PROBLEM: The answer must be every line below that contains the string "then".

RECORD EXTRACTS:
********************
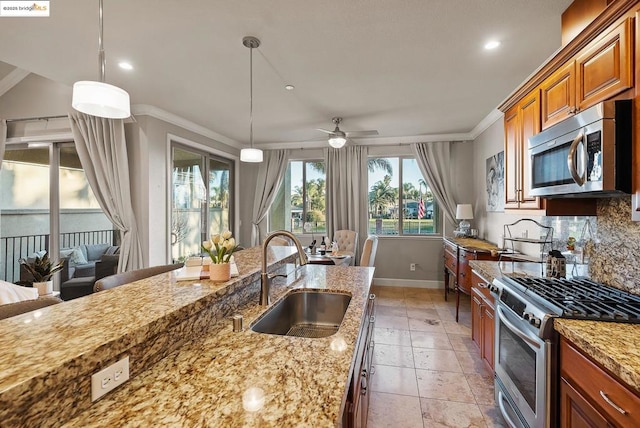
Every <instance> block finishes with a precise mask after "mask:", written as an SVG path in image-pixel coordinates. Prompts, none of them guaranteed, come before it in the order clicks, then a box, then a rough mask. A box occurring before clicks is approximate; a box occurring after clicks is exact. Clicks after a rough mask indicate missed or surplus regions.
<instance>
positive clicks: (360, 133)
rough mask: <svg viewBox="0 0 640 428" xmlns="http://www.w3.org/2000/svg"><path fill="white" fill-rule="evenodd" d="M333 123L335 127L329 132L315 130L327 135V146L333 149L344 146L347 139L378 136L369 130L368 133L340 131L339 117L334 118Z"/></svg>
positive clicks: (331, 119) (372, 131)
mask: <svg viewBox="0 0 640 428" xmlns="http://www.w3.org/2000/svg"><path fill="white" fill-rule="evenodd" d="M331 120H332V122H333V123H335V124H336V127H335V129H334V130H333V131H329V130H327V129H322V128H317V129H318V131H322V132H324V133H326V134H329V141H328V142H329V145H330V146H331V147H333V148H336V149H339V148H341V147H343V146H344V145H345V143H346V142H347V137H356V138H357V137H365V136H369V135H378V131H375V130H370V131H347V132H344V131H341V130H340V126H339V125H340V123H341V122H342V118H341V117H334V118H333V119H331Z"/></svg>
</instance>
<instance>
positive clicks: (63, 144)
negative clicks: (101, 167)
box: [0, 142, 119, 288]
mask: <svg viewBox="0 0 640 428" xmlns="http://www.w3.org/2000/svg"><path fill="white" fill-rule="evenodd" d="M118 239H119V238H118V235H117V233H115V232H114V230H113V225H112V224H111V222H110V221H109V219H108V218H107V216H106V215H104V213H103V212H102V209H101V208H100V205H99V204H98V201H97V199H96V198H95V196H94V194H93V191H92V190H91V187H90V186H89V182H88V181H87V177H86V175H85V173H84V170H83V169H82V165H81V164H80V159H79V158H78V154H77V152H76V149H75V145H74V144H73V143H72V142H66V143H51V144H49V143H42V144H40V143H31V144H30V145H29V146H27V145H14V146H12V145H8V146H7V151H6V152H5V156H4V160H3V161H2V169H1V170H0V279H2V280H5V281H9V282H16V281H18V280H20V266H19V264H18V260H20V259H21V258H29V257H33V256H34V255H35V253H36V252H41V251H45V250H46V251H49V252H50V254H51V255H52V256H54V255H55V253H56V252H55V251H54V249H55V248H59V249H63V248H65V249H66V248H72V247H78V246H80V245H81V244H102V243H108V244H112V245H114V244H117V240H118ZM60 254H62V253H60ZM54 281H56V282H57V281H58V276H57V275H56V276H55V277H54ZM56 288H57V285H56Z"/></svg>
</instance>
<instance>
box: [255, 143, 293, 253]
mask: <svg viewBox="0 0 640 428" xmlns="http://www.w3.org/2000/svg"><path fill="white" fill-rule="evenodd" d="M288 162H289V151H288V150H265V152H264V161H263V162H262V163H261V164H260V169H259V170H258V178H257V181H256V194H255V197H254V201H253V217H252V219H253V220H252V228H251V245H253V246H255V245H260V243H261V242H262V239H263V237H264V236H263V235H264V233H263V231H264V230H266V229H267V228H266V227H264V226H263V227H260V223H262V221H263V220H264V219H265V218H266V217H267V214H268V213H269V209H270V208H271V205H272V204H273V201H274V200H275V198H276V194H277V193H278V190H279V189H280V185H281V184H282V181H283V178H284V174H285V172H286V171H287V166H288Z"/></svg>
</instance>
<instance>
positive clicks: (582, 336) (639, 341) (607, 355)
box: [553, 318, 640, 394]
mask: <svg viewBox="0 0 640 428" xmlns="http://www.w3.org/2000/svg"><path fill="white" fill-rule="evenodd" d="M553 326H554V328H555V329H556V330H557V331H558V332H559V333H560V334H561V335H563V336H564V337H566V338H567V339H569V340H570V341H571V342H573V343H574V344H575V345H576V346H577V347H578V348H580V349H581V350H582V351H583V352H584V353H585V354H586V355H588V356H590V357H591V358H592V359H593V360H594V361H596V362H597V363H599V364H600V365H601V366H603V367H604V368H606V369H607V370H609V371H610V372H611V373H613V374H614V375H616V376H617V377H618V378H619V379H621V380H622V381H623V382H624V383H626V384H627V385H628V386H630V387H631V388H633V389H635V391H636V393H638V394H640V324H628V323H615V322H604V321H584V320H570V319H562V318H556V319H554V320H553Z"/></svg>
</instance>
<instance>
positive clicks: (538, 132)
mask: <svg viewBox="0 0 640 428" xmlns="http://www.w3.org/2000/svg"><path fill="white" fill-rule="evenodd" d="M520 117H521V130H522V134H521V135H522V154H521V160H520V161H521V165H522V167H521V168H520V170H521V171H522V172H521V177H520V208H521V209H538V208H540V198H536V197H535V196H531V195H529V191H530V190H531V156H529V138H530V137H533V136H534V135H536V134H537V133H539V132H540V97H539V96H538V91H533V92H532V93H531V94H529V95H528V96H527V97H525V98H524V99H523V100H522V102H521V103H520Z"/></svg>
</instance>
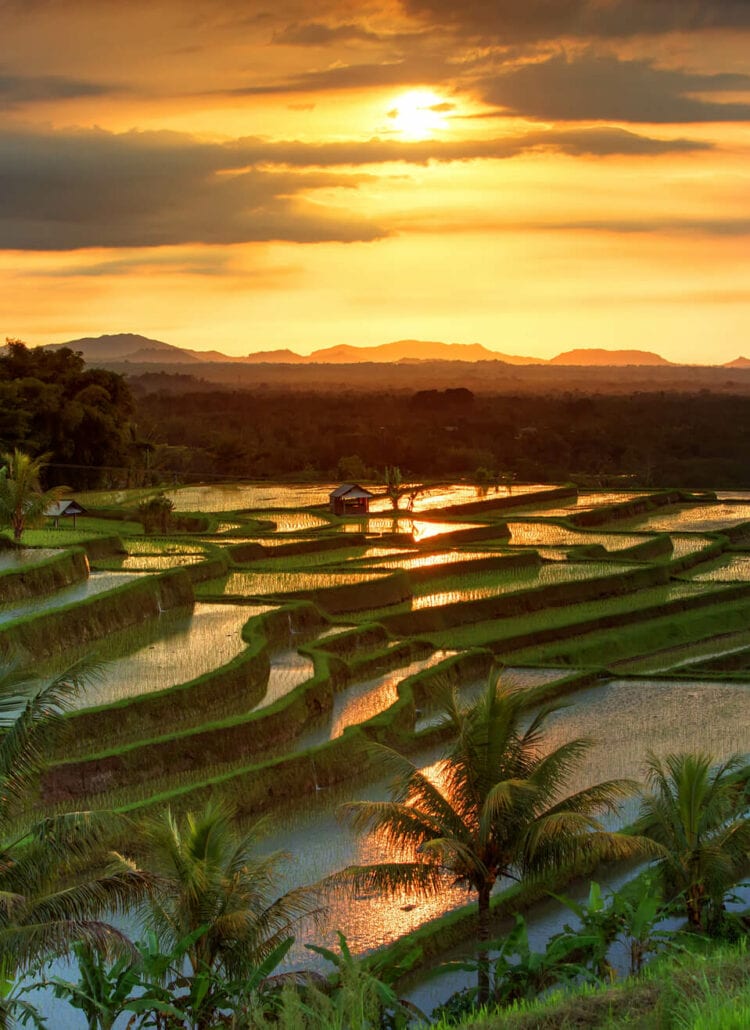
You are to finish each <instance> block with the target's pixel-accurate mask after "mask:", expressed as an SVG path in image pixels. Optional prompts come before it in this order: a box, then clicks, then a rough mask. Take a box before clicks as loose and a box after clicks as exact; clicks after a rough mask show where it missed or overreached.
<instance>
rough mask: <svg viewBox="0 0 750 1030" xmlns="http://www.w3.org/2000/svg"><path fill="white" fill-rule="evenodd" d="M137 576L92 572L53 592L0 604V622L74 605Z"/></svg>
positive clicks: (128, 572)
mask: <svg viewBox="0 0 750 1030" xmlns="http://www.w3.org/2000/svg"><path fill="white" fill-rule="evenodd" d="M137 578H138V575H137V573H132V572H113V573H103V572H102V573H98V572H95V573H92V574H91V575H90V577H89V579H86V580H81V581H80V582H79V583H73V584H71V586H66V587H63V589H61V590H57V591H55V592H54V593H48V594H43V595H42V596H37V597H33V598H30V599H29V600H24V602H9V603H7V604H4V605H0V624H2V623H5V622H13V621H14V620H15V619H26V618H29V617H30V616H32V617H33V616H36V615H42V614H43V613H45V612H52V611H54V610H55V609H57V608H64V607H66V606H67V605H74V604H76V603H77V602H80V600H88V599H89V598H90V597H94V596H96V595H97V594H100V593H106V592H107V591H108V590H115V589H116V588H117V587H120V586H123V584H124V583H130V582H133V581H134V580H136V579H137Z"/></svg>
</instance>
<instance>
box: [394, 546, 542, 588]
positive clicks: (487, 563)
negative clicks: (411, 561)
mask: <svg viewBox="0 0 750 1030" xmlns="http://www.w3.org/2000/svg"><path fill="white" fill-rule="evenodd" d="M541 563H542V559H541V558H540V556H539V554H538V552H537V551H532V550H529V551H521V552H520V553H519V554H508V555H505V554H492V555H490V556H489V557H488V558H467V560H466V561H451V562H449V563H447V564H445V563H442V564H437V565H422V567H419V568H417V569H408V570H405V571H406V574H407V576H408V577H409V581H410V583H411V584H412V586H415V585H416V584H418V583H432V582H433V581H434V580H444V579H449V578H451V577H453V576H463V575H465V574H466V573H482V572H488V571H490V572H503V571H505V570H511V569H531V568H533V567H536V565H541Z"/></svg>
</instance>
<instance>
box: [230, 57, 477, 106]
mask: <svg viewBox="0 0 750 1030" xmlns="http://www.w3.org/2000/svg"><path fill="white" fill-rule="evenodd" d="M456 71H457V69H456V67H455V65H452V64H451V63H450V62H448V61H446V60H444V59H443V58H432V57H422V58H419V57H415V58H411V59H409V60H405V61H402V60H399V61H387V62H382V63H379V62H371V63H363V64H350V65H336V66H335V67H333V68H325V69H322V70H320V71H311V72H304V73H303V74H301V75H294V76H292V77H289V78H286V79H281V80H279V81H278V82H274V83H268V84H263V85H255V84H250V83H248V84H247V85H240V87H237V88H236V89H233V90H227V91H223V92H224V93H225V94H226V95H227V96H233V97H243V96H244V97H254V96H269V95H273V94H284V93H328V92H335V91H338V90H365V89H371V88H374V89H377V88H384V87H388V88H403V87H407V85H438V84H439V83H441V82H448V81H452V80H453V79H454V78H455V75H456Z"/></svg>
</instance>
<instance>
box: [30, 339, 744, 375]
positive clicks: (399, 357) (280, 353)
mask: <svg viewBox="0 0 750 1030" xmlns="http://www.w3.org/2000/svg"><path fill="white" fill-rule="evenodd" d="M47 346H48V348H49V349H59V348H60V347H70V348H71V349H72V350H79V351H80V352H81V353H82V355H83V357H84V359H86V361H87V362H88V363H89V364H91V365H100V364H116V365H121V364H126V363H127V364H132V365H159V366H171V365H193V366H200V365H206V364H214V363H220V364H228V363H231V364H242V365H260V364H266V365H362V364H364V363H368V362H371V363H372V362H374V363H376V364H399V365H408V364H417V363H423V362H499V363H503V364H505V365H551V366H577V367H586V366H590V367H596V368H602V367H624V366H674V363H673V362H668V361H667V359H666V358H664V357H661V356H660V355H659V354H655V353H653V352H652V351H649V350H604V349H601V348H584V347H579V348H577V349H575V350H568V351H565V352H564V353H561V354H557V355H556V356H555V357H552V358H550V359H549V361H546V359H544V358H541V357H526V356H522V355H519V354H505V353H502V352H500V351H497V350H489V349H488V348H487V347H484V346H482V344H480V343H440V342H437V341H428V340H397V341H395V342H394V343H383V344H381V345H380V346H376V347H352V346H350V345H348V344H341V345H339V346H337V347H326V348H323V349H321V350H315V351H313V352H312V353H311V354H298V353H296V352H295V351H293V350H288V349H282V350H262V351H259V352H257V353H252V354H247V355H245V356H243V357H237V356H232V355H230V354H224V353H221V351H218V350H193V349H191V348H187V347H176V346H174V345H173V344H171V343H164V342H163V341H162V340H151V339H149V338H148V337H145V336H140V335H138V334H137V333H116V334H111V335H105V336H99V337H83V338H82V339H80V340H68V341H67V342H65V343H53V344H48V345H47ZM724 367H725V368H746V367H750V359H748V358H746V357H737V358H736V359H735V361H734V362H728V363H727V364H726V365H725V366H724Z"/></svg>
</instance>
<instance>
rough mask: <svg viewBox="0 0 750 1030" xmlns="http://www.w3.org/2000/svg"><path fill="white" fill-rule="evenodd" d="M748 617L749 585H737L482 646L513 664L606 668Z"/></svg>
mask: <svg viewBox="0 0 750 1030" xmlns="http://www.w3.org/2000/svg"><path fill="white" fill-rule="evenodd" d="M719 594H721V598H720V599H719V596H718V595H719ZM749 619H750V584H742V585H739V586H738V587H737V588H735V587H728V588H725V589H722V590H720V591H718V590H714V591H709V592H707V593H704V594H696V595H694V596H692V597H681V598H679V599H676V600H672V602H669V603H668V604H667V605H659V606H652V607H648V608H636V609H633V610H632V611H627V612H621V613H619V614H617V615H607V616H603V617H602V618H599V619H589V620H586V621H585V622H579V623H575V624H573V625H570V624H569V625H564V626H557V627H551V628H550V629H547V630H537V631H536V632H531V633H523V634H518V636H515V637H507V638H505V639H503V640H496V641H488V642H485V643H484V646H485V647H487V648H489V649H490V650H491V651H492V652H493V653H496V654H512V656H513V661H514V662H516V661H517V662H521V663H522V662H530V661H533V662H534V663H536V664H548V663H552V664H559V663H561V662H567V663H571V664H581V665H602V666H606V667H610V665H611V662H613V661H618V660H624V659H627V658H632V657H635V656H637V655H639V654H644V655H645V654H651V653H654V652H658V651H661V650H666V649H670V648H673V647H676V646H678V645H681V644H685V643H689V642H692V641H695V640H704V639H706V638H710V637H716V636H720V634H721V633H723V632H730V631H735V630H737V629H745V628H747V625H748V620H749Z"/></svg>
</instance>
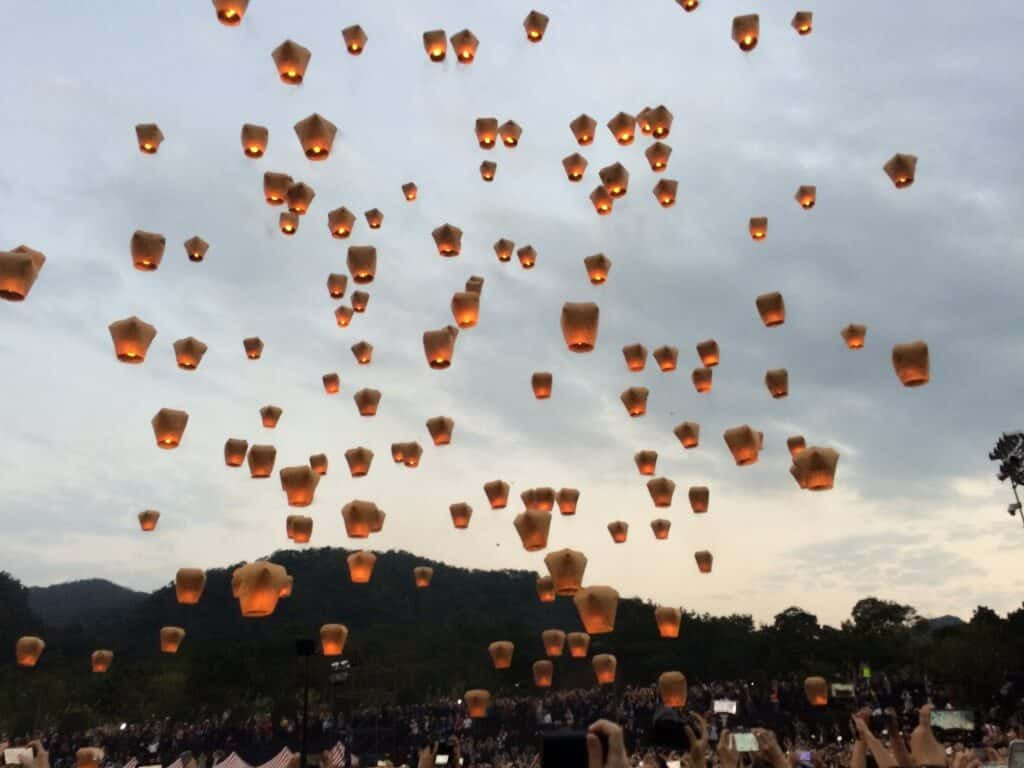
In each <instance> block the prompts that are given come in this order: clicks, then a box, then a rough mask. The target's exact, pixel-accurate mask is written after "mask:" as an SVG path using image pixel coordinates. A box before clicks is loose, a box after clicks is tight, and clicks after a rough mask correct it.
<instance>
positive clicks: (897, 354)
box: [893, 341, 931, 387]
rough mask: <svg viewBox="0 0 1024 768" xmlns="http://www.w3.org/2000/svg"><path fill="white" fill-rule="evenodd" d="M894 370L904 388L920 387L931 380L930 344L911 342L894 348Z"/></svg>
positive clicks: (921, 341)
mask: <svg viewBox="0 0 1024 768" xmlns="http://www.w3.org/2000/svg"><path fill="white" fill-rule="evenodd" d="M893 369H894V370H895V371H896V375H897V376H898V377H899V380H900V381H901V382H902V383H903V386H904V387H920V386H922V385H924V384H927V383H928V382H929V381H930V380H931V364H930V361H929V356H928V344H926V343H925V342H923V341H910V342H907V343H905V344H896V345H895V346H894V347H893Z"/></svg>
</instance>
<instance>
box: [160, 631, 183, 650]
********************
YOUR SOLUTION:
Every <instance> block finishes with a precise mask after "mask:", written as an SVG path in image-pixel coordinates. Prompts, none of them guaranteed, come before it in the order clicks, then a box, then a rough mask. A box occurring before clicks is approximate; a box occurring after clicks is exact. Clicks after a rough mask indicate missed or surplus regions.
You are to finish each <instance> block with the target's pixel-accurate mask after "mask:", expressed as an SVG path in image pixels. Optional prompts come before it in this order: a box, then clicks, then a rough mask. Take a box before clicks as loose and a box after clicks as exact; clicks after a rough mask show where it missed or overreached.
In each <instance> block the prompts that are given come in this order: clicks, then a box, then a rough mask. The target's exact, pixel-accurate mask is written after "mask:" as an SVG path using image pixel coordinates. A box before clicks is loose, a box after clicks is tight, and clicks after a rough mask correct it.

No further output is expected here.